(Exercise instructions) Which of the lines below mention the word "coat"? Pull each one out.

(Extracted data)

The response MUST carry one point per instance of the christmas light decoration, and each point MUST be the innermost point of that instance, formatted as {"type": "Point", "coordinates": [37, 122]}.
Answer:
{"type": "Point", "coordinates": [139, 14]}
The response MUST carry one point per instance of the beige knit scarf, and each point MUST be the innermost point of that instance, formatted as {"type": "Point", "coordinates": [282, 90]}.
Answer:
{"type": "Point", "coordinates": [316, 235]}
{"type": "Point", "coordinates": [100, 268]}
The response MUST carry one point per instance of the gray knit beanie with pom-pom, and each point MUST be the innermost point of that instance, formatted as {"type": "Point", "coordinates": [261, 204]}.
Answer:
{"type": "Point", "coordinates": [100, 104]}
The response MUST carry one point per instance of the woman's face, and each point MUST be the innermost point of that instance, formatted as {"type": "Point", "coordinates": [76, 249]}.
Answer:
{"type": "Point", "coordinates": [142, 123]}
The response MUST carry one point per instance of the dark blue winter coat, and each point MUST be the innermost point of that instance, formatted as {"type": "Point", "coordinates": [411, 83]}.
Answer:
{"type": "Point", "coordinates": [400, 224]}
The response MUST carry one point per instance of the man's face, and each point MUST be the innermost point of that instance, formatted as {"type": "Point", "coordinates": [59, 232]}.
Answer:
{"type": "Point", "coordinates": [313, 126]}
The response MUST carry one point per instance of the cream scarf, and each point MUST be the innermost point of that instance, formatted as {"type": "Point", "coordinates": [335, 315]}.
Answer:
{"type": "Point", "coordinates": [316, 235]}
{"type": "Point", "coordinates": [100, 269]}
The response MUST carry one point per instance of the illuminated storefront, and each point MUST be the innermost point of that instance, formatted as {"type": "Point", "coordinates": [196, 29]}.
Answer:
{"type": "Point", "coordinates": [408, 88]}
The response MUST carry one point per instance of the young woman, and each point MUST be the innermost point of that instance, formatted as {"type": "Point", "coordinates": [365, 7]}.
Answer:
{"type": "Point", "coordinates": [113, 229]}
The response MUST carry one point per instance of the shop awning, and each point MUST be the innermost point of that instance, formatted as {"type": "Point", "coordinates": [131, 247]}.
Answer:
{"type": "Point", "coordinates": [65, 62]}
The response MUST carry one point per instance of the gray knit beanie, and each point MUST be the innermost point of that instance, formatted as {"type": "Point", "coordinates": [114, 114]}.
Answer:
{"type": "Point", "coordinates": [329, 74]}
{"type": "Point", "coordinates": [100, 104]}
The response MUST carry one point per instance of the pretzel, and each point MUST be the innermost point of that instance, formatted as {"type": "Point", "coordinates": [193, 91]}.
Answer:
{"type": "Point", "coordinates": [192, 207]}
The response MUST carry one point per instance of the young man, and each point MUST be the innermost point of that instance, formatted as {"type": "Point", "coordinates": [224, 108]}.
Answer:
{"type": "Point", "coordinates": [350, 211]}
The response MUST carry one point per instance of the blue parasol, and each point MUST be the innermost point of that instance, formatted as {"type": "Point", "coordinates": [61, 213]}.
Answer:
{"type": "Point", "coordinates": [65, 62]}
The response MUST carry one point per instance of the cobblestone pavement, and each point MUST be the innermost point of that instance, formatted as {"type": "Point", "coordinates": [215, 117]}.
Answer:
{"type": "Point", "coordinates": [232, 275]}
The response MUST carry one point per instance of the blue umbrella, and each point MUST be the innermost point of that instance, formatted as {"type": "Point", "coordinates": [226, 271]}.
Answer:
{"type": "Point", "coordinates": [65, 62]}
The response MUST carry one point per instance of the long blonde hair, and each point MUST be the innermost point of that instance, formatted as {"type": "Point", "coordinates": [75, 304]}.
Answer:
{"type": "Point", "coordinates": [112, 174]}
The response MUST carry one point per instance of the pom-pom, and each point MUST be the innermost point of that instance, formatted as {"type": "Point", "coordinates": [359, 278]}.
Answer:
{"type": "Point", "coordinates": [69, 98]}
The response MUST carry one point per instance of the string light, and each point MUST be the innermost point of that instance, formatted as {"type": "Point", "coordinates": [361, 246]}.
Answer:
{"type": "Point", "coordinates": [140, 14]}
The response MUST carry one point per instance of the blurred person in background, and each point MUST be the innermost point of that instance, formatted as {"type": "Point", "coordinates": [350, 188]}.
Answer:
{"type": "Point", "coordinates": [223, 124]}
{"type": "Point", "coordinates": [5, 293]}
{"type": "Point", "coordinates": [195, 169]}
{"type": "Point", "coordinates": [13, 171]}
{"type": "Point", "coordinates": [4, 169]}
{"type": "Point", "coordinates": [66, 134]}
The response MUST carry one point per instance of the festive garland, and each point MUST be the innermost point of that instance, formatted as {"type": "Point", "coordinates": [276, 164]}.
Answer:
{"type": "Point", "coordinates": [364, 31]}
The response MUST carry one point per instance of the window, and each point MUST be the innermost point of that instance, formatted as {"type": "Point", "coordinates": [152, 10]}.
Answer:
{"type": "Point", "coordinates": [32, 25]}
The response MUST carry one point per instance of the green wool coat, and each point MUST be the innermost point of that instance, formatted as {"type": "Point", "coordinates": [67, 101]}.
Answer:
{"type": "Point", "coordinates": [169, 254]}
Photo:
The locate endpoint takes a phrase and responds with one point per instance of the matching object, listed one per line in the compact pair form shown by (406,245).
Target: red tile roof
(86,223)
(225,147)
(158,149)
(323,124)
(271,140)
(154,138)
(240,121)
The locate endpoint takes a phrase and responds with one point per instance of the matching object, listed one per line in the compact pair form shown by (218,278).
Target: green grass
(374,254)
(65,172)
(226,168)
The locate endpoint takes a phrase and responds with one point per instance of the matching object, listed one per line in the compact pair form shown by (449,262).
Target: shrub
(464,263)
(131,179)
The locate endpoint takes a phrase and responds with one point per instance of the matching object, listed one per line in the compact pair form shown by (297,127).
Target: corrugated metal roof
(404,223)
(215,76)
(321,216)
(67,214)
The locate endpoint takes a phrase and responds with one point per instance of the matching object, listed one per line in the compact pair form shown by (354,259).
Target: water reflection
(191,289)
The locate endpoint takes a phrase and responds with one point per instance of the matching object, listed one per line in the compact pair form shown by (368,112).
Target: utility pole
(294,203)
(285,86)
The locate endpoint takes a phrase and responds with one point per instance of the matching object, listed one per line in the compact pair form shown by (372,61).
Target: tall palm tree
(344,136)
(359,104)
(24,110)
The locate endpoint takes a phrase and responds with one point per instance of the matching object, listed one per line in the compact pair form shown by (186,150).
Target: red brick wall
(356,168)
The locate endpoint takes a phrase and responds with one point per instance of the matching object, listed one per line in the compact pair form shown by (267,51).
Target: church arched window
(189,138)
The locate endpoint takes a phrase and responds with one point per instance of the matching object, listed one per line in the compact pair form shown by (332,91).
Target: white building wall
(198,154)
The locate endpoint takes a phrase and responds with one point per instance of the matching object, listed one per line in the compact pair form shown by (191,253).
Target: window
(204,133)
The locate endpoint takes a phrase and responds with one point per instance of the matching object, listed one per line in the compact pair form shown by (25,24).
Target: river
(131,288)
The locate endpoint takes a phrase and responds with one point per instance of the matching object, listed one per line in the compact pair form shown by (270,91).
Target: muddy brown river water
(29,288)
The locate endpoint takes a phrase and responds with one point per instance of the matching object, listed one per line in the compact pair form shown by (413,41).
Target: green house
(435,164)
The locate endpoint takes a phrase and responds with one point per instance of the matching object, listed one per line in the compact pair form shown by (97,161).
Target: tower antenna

(Output of the exercise)
The response MUST carry one point per instance of the dark blue winter coat, and each point MUST be the innermost point of that instance, formatted as {"type": "Point", "coordinates": [411, 83]}.
The response MUST carry one point per instance of the green wool coat, and each point MUST be the innermost point of that instance, formatted as {"type": "Point", "coordinates": [67, 101]}.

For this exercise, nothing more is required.